Brian Wilson Is Among the Rock Stars Proving Christmas Songs Don't Have to Be Corny

Brian Wilson Is Among the Rock Stars Proving Christmas Songs Don't Have to Be Corny
Photo by Jeff McEvoy
Why would anyone pay to see a show of Christmas songs when every Walgreens speaker has been blasting the same carols since Halloween? The best answer is because it's Brian Wilson singing The Beach Boys' Christmas Album in its entirety. Though the 1964 record doesn't have the cachet of Pet Sounds or the intrigue of Smile, The Beach Boys' Christmas Album exudes a special charm, with the bandmates putting their beautiful spin on songs you'd think would make you puke if you ever heard them again.

The record begins with five original Wilson compositions in which the Beach Boys conjure the Christmas spirit through harmonies and handclaps that'll have you imagining snow on Southern California's beaches. The last seven tracks are where the bandmates do the impossible by making the standards listenable. They pour their seemingly sunny disposition into tunes you've heard thousands of times, such as "White Christmas," "I'll Be Home for Christmas," and "Frosty the Snowman," but what gives the songs added resonance is they wander into the realm of sad nostalgia used later in "Wouldn't It Be Nice" and "In My Room." It hits you someplace between your heart and your gut.

— Given material —
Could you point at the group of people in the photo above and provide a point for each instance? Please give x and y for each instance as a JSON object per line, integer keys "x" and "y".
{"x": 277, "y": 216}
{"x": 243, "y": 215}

— What you should do —
Rewrite the Brian Wilson article between "The record begins" and "and your gut.", inclusive, replacing "handclaps" with "finger snaps".

— Reply to the exercise —
The record begins with five original Wilson compositions in which the Beach Boys conjure the Christmas spirit through harmonies and finger snaps that'll have you imagining snow on Southern California's beaches. The last seven tracks are where the bandmates do the impossible by making the standards listenable. They pour their seemingly sunny disposition into tunes you've heard thousands of times, such as "White Christmas," "I'll Be Home for Christmas," and "Frosty the Snowman," but what gives the songs added resonance is they wander into the realm of sad nostalgia used later in "Wouldn't It Be Nice" and "In My Room." It hits you someplace between your heart and your gut.